● **Document segment**

ArthurChiao's Blog

Cilium ClusterMesh: A Hands-on Guide

Published at 2020-08-13 | Last Update 2020-10-29

TL;DR

Cilium provides clustermesh for global Service load balancing and network policy enforcement across different Kubernetes clusters [1].

While the official documentation ships with a step-by-step guide, it hides too many details as it uses higher-level tools (helm, clustermesh-tools, etc) to generate configuration files for you. If you are interested in the underlying hooks, this post may be for you. We will manually set up a clustermesh and test global network policies.

NOTE: We internally use cilium-compose instead of the community daemonset+configmap for cilium deploying. The purpose of this post is NOT to promote cilium-compose, but to share some hands-on experience on Cilium clustermesh.

1 Introduction

1.1 Cilium-powered k8s cluster

Fig 1-1. Cilium powered Kubernetes cluster

Fig 1-1 lists three important components in a cilium-powered Kubernetes cluster:

  1. apiserver: k8s API server on master node.
    • K8s commands such as kubectl create/apply/delete/get/describe xxx will send requests to apiserver.
  2. cilium-agent: the daemon/agent runs on each worker node.
    • listen to resource changes in k8s apiserver
    • listen to network policy changes in cilium-etcd
    • IP allocation (for non-ENI-mode)
    • Pod network setup
    • network policy enforcement
  3. cilium-etcd: kvstore (repository) which stores information such as:
    • nodes info
    • identity info
    • L3/L4/L7 network policies

1.2 Multi-cluster scenarios (why multi-cluster?)

● **Set exercise**
Write the next part of the Cilium ClusterMesh guide above, starting right after its last line.

● **Supplied entries**
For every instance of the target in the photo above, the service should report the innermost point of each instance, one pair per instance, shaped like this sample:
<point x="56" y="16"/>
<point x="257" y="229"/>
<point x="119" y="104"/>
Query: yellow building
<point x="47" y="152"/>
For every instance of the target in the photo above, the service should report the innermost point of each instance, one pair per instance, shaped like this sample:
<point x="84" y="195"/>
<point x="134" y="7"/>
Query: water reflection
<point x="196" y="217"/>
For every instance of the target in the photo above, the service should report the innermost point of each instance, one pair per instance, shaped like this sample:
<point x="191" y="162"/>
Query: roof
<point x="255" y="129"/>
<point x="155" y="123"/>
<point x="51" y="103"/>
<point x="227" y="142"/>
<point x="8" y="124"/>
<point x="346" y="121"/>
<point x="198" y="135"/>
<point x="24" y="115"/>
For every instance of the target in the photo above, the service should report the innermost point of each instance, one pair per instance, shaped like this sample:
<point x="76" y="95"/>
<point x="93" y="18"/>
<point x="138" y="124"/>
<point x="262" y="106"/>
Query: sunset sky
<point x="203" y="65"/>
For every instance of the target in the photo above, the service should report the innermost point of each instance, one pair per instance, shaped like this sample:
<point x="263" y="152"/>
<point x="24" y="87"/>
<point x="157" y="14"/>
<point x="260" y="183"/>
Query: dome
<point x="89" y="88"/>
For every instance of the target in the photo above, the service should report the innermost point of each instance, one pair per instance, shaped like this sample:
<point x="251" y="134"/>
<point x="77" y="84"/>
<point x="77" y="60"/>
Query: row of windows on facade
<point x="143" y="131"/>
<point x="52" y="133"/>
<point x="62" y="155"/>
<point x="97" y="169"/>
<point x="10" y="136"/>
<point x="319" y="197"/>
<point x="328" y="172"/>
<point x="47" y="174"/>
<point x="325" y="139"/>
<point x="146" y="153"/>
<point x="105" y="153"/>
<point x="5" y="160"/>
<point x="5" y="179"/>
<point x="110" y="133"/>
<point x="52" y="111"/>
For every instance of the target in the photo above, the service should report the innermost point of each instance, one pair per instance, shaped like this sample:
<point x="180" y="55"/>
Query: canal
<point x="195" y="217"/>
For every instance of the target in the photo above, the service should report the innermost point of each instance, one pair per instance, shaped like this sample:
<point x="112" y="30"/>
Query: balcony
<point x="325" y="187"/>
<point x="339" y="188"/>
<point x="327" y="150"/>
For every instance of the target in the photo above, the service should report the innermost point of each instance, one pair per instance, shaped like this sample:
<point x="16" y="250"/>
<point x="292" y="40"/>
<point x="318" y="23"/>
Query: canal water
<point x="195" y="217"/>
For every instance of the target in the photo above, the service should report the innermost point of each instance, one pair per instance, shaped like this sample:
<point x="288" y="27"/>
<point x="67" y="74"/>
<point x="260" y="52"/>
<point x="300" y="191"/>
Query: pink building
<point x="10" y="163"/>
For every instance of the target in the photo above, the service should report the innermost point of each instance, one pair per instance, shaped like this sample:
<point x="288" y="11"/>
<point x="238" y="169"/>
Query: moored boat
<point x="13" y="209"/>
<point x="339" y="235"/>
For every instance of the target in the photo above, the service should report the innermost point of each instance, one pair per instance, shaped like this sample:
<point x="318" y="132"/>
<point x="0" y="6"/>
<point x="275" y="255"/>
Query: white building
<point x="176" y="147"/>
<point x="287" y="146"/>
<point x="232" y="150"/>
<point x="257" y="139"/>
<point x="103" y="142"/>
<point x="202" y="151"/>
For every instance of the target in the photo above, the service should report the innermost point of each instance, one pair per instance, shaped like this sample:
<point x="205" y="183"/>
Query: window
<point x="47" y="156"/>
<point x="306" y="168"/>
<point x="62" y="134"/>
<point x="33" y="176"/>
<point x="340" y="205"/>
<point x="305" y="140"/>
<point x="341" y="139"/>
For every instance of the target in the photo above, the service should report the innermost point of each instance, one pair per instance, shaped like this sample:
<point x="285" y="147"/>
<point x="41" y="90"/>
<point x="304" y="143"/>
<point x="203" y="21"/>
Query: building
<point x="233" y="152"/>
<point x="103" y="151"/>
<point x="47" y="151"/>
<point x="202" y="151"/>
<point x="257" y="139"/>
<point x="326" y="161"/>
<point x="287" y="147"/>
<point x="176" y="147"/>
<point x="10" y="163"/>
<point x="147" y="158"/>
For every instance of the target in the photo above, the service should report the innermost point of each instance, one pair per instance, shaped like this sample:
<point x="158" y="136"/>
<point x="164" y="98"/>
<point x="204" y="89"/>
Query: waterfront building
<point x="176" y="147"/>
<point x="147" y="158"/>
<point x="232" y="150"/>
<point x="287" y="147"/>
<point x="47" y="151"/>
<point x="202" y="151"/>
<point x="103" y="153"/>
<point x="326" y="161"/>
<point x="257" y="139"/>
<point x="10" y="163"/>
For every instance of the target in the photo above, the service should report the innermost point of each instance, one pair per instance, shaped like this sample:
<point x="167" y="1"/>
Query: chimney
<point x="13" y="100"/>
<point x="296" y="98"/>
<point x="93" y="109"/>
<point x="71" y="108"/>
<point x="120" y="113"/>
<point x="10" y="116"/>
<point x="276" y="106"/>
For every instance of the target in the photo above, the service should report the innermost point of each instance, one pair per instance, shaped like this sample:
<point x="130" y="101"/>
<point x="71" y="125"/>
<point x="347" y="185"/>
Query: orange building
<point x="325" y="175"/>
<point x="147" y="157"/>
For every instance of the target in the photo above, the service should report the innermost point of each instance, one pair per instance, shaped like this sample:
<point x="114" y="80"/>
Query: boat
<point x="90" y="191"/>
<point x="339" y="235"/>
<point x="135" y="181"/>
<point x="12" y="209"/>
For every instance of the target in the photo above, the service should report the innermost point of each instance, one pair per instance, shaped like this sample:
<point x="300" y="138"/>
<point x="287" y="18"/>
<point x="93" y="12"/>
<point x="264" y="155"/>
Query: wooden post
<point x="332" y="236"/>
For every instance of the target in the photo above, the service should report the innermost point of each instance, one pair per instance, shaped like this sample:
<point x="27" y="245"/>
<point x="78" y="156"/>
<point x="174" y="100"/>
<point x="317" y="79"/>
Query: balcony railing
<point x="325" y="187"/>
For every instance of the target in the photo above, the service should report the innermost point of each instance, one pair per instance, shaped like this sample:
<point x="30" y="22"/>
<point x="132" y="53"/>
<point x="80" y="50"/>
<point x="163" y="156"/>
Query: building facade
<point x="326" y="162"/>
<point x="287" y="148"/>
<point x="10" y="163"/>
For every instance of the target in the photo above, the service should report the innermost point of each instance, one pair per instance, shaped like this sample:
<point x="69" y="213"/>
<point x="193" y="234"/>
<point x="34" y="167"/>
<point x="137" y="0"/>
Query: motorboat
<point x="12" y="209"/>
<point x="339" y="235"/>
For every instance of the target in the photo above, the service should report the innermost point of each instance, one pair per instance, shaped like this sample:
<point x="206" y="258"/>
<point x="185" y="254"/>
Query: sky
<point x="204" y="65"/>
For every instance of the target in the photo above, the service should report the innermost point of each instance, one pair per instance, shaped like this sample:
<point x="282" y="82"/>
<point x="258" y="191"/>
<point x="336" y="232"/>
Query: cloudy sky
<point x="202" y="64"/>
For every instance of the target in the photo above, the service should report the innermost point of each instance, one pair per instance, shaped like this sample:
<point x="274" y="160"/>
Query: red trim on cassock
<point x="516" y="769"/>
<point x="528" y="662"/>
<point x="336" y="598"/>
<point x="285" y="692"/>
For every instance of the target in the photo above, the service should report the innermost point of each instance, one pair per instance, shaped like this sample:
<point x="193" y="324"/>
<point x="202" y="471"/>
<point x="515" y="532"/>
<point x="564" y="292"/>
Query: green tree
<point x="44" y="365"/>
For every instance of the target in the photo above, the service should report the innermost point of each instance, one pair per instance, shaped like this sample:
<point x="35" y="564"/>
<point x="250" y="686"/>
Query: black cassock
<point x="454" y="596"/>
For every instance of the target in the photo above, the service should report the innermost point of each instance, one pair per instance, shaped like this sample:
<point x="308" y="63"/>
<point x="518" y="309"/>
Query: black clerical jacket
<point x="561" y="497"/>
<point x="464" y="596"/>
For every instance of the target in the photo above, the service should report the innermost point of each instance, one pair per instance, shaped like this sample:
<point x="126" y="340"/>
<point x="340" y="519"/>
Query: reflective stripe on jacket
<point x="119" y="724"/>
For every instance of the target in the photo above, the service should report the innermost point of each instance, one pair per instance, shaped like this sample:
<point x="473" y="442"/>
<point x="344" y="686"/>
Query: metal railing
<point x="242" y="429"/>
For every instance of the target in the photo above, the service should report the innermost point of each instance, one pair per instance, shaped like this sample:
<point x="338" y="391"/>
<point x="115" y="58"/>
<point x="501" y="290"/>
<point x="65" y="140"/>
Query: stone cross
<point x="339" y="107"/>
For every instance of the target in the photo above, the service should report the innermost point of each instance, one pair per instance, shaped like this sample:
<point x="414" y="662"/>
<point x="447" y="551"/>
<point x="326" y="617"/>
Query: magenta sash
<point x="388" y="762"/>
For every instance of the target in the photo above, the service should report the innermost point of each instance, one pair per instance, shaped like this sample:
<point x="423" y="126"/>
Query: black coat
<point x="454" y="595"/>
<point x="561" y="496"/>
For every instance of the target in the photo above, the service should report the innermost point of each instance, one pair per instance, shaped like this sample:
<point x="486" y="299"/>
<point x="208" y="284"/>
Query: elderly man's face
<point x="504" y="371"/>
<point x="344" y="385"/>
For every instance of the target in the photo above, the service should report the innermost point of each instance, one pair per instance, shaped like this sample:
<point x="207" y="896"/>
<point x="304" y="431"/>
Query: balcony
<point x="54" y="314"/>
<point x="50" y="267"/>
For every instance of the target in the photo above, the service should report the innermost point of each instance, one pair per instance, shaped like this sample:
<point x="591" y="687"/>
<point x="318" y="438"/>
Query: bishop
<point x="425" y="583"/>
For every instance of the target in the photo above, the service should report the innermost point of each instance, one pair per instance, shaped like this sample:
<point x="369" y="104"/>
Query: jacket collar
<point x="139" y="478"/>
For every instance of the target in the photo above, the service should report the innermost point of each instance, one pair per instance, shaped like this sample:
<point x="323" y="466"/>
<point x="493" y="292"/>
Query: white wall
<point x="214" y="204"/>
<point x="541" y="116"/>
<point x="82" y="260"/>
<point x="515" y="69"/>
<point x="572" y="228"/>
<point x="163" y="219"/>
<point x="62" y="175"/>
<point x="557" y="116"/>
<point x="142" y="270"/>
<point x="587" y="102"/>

● **Exercise response**
To address practical challenges, such as disaster recovery, business management, infra easy-of-maintanance, you may have deployed your business applications into multiple clusters.

In such cases, there are different granularities when determining which specific instance (pod) should be placed into which cluster:

  1. by service: e.g. all pods of service svc1 placed into cluster1, and all pods of service svc2 to cluster2.
  2. by pods: split a service’s pods into e.g. two groups, with the first half scheduled to cluster1, and the second half to cluster2.

This will result to different models/patterns when accessing services in other clusters.

1.3 Cross-cluster accessing models

Fig 1-2. Cross-cluster service accessing models

As shown in Fig 1-2, if a client in cluster1 would like to access a service svc in other clusters, the models may be:

  1. k8s Ingress: via L7
    • A model described by k8s, but need to be implemented by network plugins/vendors
    • Expose service via a layer 7 proxy, such as istio-gateway
    • istio-gateway as an API gateway is reachable from other clusters.
  2. k8s LoadBalancer or externalIPs: via L4
    • A model described by k8s, but need to be implemented by network plugins/vendors (more on this, see [5]).
    • Expose service via externalIPs.
    • externalIPs, most oftenly provided by cloud vendor, is reachable from other clusters, and will load balance traffic to the right backends of services.
  3. other vendor specific solutions, such as Cilium’s clustermesh: via L3 in some sense.
    • This is not a k8s model, but an specific implementation provided by Cilium.
    • Enable cross-cluster k8s Services, the pods of a Service can scatter into different clusters.
    • A client pod can access Services in any cluster, regardless of where (which cluster) the backends of the Service are running on.
    • Also support cross-cluster network policy.

1.4 Where clustermesh is needed

If you have scattered your pods of a same service into different clusters (the 2nd case in section 1.2), and you would like service discovery/load-balancing or enforce network policies on these services, you may need clustermesh.

In the remaining of this post, we will show how to set up a clustermesh, , and test network policy enforcements in the mesh.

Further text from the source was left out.